Short task: Extract the lines word for word, from the line containing "Mark the innermost point of each instance of the tripod" up to and including the final line of the rows below.
====== Record set ======
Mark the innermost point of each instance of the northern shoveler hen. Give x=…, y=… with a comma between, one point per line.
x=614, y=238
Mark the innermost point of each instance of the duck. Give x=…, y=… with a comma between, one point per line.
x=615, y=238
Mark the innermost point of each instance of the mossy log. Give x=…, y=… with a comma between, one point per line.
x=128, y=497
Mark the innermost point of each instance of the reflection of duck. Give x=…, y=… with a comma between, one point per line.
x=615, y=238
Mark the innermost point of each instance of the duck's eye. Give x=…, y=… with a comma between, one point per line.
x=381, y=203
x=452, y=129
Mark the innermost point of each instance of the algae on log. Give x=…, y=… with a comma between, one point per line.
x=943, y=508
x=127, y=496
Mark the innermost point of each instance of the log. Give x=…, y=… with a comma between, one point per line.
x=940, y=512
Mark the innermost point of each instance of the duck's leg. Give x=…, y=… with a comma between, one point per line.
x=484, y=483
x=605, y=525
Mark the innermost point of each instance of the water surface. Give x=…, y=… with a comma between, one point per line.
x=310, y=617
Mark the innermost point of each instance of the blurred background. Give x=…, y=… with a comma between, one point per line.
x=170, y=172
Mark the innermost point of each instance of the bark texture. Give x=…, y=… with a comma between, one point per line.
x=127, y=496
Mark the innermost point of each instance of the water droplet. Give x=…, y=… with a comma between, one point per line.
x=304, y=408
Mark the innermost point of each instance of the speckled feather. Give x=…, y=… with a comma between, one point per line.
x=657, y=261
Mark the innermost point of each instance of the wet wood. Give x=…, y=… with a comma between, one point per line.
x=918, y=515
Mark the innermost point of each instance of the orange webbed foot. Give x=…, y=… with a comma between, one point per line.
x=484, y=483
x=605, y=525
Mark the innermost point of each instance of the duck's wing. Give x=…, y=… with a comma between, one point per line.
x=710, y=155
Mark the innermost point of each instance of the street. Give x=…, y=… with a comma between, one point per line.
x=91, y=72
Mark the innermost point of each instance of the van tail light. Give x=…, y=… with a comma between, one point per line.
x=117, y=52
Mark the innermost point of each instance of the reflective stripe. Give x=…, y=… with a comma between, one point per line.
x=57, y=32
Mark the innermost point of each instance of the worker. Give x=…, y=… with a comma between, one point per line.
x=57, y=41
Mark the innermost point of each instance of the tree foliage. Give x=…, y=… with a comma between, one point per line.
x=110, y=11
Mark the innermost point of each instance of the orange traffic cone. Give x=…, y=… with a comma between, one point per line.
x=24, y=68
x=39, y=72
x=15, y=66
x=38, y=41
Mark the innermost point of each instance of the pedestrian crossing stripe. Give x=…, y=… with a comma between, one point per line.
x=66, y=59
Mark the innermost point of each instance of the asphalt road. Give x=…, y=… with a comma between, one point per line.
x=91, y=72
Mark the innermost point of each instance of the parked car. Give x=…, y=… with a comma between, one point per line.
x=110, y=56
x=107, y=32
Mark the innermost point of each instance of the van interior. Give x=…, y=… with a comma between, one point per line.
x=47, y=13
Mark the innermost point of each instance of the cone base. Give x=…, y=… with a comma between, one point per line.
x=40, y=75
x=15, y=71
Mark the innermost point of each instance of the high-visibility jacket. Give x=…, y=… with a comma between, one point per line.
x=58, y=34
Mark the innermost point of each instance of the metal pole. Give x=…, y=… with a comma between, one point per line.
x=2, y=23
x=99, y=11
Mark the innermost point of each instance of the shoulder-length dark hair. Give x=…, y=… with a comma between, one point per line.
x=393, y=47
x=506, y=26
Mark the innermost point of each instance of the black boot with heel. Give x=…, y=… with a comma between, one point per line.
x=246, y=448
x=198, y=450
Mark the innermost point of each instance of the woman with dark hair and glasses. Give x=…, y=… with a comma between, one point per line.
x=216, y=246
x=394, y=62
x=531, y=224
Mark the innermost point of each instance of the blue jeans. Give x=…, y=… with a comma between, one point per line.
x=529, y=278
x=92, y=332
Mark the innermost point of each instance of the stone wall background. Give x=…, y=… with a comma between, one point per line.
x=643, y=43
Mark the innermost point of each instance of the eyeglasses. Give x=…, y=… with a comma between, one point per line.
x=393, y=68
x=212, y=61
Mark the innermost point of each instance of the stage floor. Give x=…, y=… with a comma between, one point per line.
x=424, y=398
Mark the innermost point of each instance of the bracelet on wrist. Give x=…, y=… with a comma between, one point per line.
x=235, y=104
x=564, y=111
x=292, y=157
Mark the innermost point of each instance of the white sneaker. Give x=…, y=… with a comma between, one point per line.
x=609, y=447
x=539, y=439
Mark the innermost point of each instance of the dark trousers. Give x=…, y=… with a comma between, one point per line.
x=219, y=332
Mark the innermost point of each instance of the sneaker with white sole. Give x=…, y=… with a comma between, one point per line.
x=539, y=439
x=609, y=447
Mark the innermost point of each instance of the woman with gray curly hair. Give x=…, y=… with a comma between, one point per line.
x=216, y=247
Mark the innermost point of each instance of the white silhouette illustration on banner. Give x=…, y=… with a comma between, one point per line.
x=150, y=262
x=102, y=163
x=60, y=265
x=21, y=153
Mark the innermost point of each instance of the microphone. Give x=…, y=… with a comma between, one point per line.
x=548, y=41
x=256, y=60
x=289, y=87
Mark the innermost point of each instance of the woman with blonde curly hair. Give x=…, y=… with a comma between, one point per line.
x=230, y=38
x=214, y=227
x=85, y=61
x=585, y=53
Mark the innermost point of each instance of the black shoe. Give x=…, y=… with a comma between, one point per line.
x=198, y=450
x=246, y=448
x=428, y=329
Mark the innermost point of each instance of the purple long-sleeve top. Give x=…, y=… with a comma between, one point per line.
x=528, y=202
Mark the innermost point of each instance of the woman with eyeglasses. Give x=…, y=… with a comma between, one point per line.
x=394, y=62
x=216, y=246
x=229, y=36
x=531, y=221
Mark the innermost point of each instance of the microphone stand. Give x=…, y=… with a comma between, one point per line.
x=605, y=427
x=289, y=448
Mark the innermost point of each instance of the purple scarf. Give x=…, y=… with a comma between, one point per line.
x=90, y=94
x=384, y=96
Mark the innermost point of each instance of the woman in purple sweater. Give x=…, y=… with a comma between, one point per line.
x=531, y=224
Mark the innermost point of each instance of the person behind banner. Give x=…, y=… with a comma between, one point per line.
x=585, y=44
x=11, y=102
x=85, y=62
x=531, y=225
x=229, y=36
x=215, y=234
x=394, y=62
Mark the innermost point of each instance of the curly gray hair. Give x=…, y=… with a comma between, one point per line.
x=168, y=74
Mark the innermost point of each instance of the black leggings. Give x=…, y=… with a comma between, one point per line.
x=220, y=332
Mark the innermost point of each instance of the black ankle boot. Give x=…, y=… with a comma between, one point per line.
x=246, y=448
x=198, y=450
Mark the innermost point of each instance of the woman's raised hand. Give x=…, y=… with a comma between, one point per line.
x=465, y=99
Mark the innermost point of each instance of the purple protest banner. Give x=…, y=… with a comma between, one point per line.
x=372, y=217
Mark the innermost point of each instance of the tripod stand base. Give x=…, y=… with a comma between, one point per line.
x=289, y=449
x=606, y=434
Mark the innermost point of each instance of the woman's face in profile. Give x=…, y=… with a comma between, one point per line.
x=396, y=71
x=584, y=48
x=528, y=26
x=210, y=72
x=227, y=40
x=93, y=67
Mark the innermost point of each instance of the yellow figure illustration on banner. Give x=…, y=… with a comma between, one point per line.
======
Answer in full:
Mark the innermost point of each instance of the tripod stand base. Give x=…, y=… with a comma between, one point per line.
x=289, y=449
x=606, y=434
Mark the innermost point of each instance of the woman's face in profile. Give x=…, y=… with a comma between, one point per line.
x=396, y=71
x=584, y=48
x=528, y=26
x=210, y=72
x=227, y=40
x=93, y=67
Mark the innermost point of each instance of the yellow figure illustration on banner. Give x=…, y=… with a comma between, one point per line.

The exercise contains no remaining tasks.